[Items from a labeling collection]
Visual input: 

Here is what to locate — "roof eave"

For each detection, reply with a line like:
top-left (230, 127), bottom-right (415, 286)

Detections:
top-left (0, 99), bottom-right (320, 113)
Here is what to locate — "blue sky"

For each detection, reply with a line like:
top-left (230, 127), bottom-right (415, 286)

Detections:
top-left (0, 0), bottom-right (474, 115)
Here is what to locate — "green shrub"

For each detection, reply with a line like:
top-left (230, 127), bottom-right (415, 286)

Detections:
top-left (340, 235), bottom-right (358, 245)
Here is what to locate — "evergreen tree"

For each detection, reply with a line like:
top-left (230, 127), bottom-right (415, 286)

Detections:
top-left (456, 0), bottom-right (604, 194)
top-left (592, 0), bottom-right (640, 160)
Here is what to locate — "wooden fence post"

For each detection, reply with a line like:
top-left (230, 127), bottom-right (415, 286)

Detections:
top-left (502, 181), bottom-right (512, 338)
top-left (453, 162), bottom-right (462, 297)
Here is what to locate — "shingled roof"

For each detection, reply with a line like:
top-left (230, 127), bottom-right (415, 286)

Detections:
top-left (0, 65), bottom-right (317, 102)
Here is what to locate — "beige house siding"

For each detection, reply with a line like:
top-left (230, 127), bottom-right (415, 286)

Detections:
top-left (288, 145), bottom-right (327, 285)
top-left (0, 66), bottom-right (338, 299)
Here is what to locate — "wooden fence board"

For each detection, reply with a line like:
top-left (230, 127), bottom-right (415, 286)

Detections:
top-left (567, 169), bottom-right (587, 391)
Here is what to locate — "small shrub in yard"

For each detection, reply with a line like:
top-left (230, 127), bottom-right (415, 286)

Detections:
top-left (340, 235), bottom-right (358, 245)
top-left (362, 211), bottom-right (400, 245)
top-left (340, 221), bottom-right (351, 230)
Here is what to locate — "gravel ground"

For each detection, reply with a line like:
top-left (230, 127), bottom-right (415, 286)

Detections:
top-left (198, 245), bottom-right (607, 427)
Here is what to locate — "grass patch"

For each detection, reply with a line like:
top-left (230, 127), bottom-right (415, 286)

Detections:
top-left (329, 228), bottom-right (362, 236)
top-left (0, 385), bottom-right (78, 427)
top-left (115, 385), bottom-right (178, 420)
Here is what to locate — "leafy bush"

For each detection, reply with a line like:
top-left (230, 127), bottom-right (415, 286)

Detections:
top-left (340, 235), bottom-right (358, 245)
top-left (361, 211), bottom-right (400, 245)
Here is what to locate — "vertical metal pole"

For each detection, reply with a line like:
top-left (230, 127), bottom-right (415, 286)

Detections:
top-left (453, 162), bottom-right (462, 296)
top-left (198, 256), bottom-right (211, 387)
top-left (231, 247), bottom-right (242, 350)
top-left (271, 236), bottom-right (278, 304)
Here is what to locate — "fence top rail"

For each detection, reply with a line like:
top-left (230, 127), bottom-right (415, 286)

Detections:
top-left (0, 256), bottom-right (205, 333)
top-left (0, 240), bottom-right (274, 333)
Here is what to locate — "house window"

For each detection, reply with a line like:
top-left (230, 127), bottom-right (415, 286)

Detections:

● What to produce:
Find each line above that contains the word "roof" and copy it out in full. Upper and lower case count.

● Completed exercise:
Here is what to locate — "roof eave"
Here is what to locate — "shingled roof"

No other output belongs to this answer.